## What the task requires
Search through the entries for the word "swimsuit" and copy every line that has it.

Source data:
● ● ● ● ● ● ●

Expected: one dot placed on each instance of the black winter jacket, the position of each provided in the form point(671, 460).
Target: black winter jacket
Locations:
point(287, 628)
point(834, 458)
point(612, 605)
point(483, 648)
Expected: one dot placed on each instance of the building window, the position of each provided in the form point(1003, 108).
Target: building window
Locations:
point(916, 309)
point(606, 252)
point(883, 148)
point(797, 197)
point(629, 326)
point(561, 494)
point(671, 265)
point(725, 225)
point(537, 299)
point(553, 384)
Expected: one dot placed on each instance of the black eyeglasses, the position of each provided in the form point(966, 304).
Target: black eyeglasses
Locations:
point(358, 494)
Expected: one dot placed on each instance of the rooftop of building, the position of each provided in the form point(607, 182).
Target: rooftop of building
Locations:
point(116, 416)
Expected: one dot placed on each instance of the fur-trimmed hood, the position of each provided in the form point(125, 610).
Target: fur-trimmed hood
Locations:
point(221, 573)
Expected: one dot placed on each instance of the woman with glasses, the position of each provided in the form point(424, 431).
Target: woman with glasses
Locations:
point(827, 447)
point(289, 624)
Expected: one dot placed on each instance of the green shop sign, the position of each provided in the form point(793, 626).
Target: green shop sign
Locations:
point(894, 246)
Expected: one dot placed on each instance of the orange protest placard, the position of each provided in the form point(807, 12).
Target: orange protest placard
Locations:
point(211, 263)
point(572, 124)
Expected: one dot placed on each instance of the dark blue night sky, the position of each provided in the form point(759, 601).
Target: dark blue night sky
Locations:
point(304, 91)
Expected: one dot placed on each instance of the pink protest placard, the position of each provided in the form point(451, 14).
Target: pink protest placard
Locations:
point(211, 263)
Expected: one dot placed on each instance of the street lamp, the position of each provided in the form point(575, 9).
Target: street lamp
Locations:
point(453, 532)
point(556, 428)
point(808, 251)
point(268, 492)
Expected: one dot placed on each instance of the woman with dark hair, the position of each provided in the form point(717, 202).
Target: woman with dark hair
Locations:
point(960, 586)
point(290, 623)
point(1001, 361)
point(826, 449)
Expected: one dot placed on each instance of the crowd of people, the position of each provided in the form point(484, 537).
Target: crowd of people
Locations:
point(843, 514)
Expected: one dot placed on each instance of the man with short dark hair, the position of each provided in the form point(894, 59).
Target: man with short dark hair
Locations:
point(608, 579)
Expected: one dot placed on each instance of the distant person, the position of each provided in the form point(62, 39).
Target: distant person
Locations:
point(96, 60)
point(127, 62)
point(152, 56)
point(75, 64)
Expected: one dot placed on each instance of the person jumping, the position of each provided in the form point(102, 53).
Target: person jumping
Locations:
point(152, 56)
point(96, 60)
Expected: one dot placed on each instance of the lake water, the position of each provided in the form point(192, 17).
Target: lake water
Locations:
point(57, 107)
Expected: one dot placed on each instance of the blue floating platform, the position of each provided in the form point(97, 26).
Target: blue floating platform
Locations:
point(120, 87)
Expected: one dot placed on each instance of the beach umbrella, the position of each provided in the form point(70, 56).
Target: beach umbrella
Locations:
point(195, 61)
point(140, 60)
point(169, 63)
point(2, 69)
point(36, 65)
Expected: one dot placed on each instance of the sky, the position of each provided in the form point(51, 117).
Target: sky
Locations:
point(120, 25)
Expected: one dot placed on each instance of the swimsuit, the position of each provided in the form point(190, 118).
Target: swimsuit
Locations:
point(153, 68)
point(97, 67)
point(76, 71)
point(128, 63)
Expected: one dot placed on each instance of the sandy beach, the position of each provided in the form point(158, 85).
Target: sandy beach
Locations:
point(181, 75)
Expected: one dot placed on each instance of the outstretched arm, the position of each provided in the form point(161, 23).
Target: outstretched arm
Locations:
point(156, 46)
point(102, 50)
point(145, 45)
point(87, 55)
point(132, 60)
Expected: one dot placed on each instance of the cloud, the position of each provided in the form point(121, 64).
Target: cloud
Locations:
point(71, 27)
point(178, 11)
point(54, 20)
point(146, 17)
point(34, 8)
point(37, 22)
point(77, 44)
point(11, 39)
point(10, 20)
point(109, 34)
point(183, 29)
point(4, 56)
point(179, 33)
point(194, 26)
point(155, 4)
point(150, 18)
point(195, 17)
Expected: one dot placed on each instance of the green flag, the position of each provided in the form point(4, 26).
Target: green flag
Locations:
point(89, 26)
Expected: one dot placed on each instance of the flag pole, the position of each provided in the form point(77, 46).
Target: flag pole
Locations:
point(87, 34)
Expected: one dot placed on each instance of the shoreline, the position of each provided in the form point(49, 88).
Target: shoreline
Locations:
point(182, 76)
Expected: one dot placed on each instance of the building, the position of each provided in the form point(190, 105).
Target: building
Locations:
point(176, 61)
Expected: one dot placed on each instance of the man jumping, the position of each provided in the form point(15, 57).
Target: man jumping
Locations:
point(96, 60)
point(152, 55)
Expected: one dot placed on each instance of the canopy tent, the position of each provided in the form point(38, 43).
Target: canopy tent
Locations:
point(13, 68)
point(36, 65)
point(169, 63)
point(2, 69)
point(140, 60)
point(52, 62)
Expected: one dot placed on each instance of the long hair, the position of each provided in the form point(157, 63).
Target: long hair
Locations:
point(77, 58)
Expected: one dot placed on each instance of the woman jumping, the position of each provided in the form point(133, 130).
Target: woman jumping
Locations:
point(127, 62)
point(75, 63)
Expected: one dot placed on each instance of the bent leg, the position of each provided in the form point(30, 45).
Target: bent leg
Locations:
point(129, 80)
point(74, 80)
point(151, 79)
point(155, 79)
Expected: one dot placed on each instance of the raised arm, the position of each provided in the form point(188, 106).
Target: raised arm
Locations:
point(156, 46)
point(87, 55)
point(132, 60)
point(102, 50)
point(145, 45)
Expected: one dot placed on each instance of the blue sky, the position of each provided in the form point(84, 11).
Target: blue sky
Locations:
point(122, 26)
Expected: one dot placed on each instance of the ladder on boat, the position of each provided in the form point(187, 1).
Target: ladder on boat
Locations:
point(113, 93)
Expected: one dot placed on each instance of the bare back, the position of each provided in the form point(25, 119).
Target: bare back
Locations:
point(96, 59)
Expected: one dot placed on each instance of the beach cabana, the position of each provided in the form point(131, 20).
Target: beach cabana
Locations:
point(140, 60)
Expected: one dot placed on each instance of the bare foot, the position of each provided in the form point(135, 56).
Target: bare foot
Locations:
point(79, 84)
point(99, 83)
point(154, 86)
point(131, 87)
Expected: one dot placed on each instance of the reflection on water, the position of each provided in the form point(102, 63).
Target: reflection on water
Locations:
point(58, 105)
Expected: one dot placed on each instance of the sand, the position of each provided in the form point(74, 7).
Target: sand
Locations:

● ● ● ● ● ● ●

## Answer space
Expected: one dot placed on each instance of the swimsuit, the position of each provided in the form point(190, 118).
Target: swimsuit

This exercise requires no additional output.